DATA RECORDS:
- Opening Delimiter -
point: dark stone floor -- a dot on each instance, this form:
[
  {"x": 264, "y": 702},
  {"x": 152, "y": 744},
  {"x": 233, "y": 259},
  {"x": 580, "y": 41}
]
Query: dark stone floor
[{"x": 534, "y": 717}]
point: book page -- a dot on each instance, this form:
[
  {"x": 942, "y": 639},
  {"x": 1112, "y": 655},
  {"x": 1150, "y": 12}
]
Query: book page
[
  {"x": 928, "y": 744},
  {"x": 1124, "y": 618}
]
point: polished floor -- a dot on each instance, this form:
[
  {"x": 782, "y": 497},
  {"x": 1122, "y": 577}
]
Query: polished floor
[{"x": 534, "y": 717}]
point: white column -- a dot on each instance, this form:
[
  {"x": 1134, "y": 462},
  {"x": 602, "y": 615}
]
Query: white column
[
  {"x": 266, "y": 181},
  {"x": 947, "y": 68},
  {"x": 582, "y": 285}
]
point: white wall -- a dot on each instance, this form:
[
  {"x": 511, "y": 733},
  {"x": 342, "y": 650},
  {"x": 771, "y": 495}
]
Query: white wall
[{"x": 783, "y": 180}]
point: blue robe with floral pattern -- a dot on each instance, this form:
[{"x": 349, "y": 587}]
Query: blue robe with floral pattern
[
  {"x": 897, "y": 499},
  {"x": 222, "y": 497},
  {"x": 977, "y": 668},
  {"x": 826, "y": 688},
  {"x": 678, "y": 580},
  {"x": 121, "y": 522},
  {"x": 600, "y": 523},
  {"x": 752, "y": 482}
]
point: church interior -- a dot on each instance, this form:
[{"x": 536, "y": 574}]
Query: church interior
- Closing Delimiter -
Could you write out every entry above exactly as it appears?

SOLUTION FOR THIS TASK:
point: dark stone floor -- a dot on each instance, this form:
[
  {"x": 264, "y": 702},
  {"x": 152, "y": 744},
  {"x": 233, "y": 259},
  {"x": 580, "y": 41}
]
Query: dark stone floor
[{"x": 534, "y": 717}]
point: book page -- a dot on each instance, this form:
[
  {"x": 942, "y": 639},
  {"x": 1112, "y": 655},
  {"x": 1150, "y": 12}
]
Query: book page
[
  {"x": 928, "y": 744},
  {"x": 1124, "y": 618}
]
point: polished floor -- a dot on each instance, this form:
[
  {"x": 782, "y": 497},
  {"x": 1122, "y": 577}
]
Query: polished floor
[{"x": 534, "y": 717}]
point: white column -- a dot on each instance, this form:
[
  {"x": 1134, "y": 462},
  {"x": 602, "y": 615}
]
Query: white column
[
  {"x": 266, "y": 181},
  {"x": 947, "y": 68},
  {"x": 582, "y": 285}
]
point: white wall -- a dot on each instance, this form:
[
  {"x": 511, "y": 733},
  {"x": 342, "y": 650},
  {"x": 771, "y": 495}
]
Query: white wall
[{"x": 783, "y": 180}]
point: blue robe with floral pattern -- a dot on each instance, this form:
[{"x": 349, "y": 587}]
Query: blue robe with floral pattern
[
  {"x": 897, "y": 499},
  {"x": 222, "y": 497},
  {"x": 977, "y": 668},
  {"x": 826, "y": 688},
  {"x": 678, "y": 580},
  {"x": 121, "y": 522},
  {"x": 600, "y": 523},
  {"x": 752, "y": 482}
]
point: church interior -- a dot on each instance, this form:
[{"x": 536, "y": 574}]
Query: church interior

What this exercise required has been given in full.